##### RECORDS FOR THIS EXERCISE

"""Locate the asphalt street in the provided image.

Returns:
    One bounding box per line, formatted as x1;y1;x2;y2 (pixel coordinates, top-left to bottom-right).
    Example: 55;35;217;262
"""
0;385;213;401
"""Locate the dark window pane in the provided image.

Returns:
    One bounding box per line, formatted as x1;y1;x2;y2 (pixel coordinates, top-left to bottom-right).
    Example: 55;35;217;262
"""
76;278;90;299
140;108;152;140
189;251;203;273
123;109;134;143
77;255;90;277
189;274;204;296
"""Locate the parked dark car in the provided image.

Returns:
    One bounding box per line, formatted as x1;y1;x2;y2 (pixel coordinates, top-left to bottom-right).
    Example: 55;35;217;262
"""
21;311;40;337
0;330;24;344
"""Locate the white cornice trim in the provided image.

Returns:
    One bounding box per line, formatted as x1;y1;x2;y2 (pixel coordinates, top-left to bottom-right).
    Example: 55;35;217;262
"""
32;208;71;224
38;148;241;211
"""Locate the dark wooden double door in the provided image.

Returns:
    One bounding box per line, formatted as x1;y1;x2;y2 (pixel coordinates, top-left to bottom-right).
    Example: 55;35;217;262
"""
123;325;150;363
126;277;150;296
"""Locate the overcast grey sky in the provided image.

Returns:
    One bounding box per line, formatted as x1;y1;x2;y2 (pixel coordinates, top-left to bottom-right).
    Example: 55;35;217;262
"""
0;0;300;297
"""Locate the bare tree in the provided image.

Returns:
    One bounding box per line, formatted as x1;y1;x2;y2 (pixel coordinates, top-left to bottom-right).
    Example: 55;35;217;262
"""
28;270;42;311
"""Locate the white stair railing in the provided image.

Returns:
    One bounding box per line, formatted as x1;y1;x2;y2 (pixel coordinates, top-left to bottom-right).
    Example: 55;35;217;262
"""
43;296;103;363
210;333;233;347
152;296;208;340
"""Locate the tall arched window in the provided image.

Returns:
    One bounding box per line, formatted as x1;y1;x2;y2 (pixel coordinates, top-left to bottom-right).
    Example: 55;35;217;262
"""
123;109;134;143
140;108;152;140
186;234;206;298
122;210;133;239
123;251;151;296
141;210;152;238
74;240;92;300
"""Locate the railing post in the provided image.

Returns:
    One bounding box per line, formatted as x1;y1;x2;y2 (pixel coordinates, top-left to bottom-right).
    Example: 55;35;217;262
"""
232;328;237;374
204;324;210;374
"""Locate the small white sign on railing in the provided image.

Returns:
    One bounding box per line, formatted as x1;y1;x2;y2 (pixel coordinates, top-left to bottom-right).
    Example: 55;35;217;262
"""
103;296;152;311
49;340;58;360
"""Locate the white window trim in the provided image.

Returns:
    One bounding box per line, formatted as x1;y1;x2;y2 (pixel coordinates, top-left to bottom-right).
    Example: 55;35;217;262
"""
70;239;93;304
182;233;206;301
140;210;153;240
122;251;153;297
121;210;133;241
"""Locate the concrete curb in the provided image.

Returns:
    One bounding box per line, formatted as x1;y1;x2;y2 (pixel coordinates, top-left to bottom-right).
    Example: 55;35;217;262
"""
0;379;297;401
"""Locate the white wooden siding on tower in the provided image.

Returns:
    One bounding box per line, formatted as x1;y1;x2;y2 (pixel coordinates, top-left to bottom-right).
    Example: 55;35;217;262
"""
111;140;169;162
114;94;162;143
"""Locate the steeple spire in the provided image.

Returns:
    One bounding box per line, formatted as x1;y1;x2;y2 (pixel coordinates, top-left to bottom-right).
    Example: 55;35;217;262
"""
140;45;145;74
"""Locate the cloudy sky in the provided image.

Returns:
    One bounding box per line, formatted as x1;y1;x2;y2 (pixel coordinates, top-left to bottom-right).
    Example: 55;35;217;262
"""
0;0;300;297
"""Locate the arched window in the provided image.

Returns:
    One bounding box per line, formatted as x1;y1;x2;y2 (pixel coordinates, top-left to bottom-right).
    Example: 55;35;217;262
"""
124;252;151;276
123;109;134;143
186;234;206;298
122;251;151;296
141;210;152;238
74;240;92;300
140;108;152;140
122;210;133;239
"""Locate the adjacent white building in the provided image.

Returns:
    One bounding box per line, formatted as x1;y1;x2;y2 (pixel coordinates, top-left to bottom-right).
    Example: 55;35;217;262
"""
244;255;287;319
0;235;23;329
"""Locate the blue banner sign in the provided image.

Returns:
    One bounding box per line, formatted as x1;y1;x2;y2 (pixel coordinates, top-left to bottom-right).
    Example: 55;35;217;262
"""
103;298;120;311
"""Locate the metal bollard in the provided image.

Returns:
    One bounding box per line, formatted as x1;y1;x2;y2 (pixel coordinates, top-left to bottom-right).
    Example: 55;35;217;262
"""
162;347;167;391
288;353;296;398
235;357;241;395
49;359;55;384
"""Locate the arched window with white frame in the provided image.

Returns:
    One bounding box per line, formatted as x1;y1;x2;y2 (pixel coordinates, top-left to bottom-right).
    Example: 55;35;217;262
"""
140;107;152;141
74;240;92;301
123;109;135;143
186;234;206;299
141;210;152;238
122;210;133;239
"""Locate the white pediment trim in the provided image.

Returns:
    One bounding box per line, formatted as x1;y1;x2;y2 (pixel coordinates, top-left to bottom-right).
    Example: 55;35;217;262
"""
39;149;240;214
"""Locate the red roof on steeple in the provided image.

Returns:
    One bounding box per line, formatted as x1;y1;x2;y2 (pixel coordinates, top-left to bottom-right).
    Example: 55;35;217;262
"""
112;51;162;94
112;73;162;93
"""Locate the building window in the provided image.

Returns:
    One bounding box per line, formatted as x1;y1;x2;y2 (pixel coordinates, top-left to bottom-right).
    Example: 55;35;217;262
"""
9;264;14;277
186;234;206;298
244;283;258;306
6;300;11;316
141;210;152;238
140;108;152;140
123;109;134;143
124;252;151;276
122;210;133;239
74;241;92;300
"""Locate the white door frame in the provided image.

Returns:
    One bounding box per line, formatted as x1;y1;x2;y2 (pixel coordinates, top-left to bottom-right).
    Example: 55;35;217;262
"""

##########

Could you duplicate the listing from its start up to and including the line with "38;148;241;211"?

"""Locate the asphalt street in the provided image.

Returns:
    One bounding box per line, formatted as x1;y1;x2;y2 (pixel coordinates, top-left to bottom-right).
    Example: 55;35;217;262
"""
0;385;213;401
"""Locate the dark window pane in the provided image.

Returns:
    One bounding box per line, formatted as x1;y1;x2;y2 (pixel coordinates, top-left to bottom-right).
    Example: 55;35;217;262
"""
76;278;90;299
140;108;152;140
189;251;203;273
123;109;134;143
77;255;90;277
189;274;204;296
"""Locate the parked dark car in the provided image.

Returns:
    One bounding box per line, formatted as x1;y1;x2;y2 (pixel coordinates, top-left to bottom-right).
    Example: 55;35;217;262
"""
21;311;40;337
0;330;24;344
"""Locate the white cornice trim in the provided image.

Returns:
    One bounding box per line, formatted as x1;y1;x2;y2 (pixel coordinates, top-left to bottom-right).
    Example: 55;35;217;262
"""
32;208;71;224
38;148;241;211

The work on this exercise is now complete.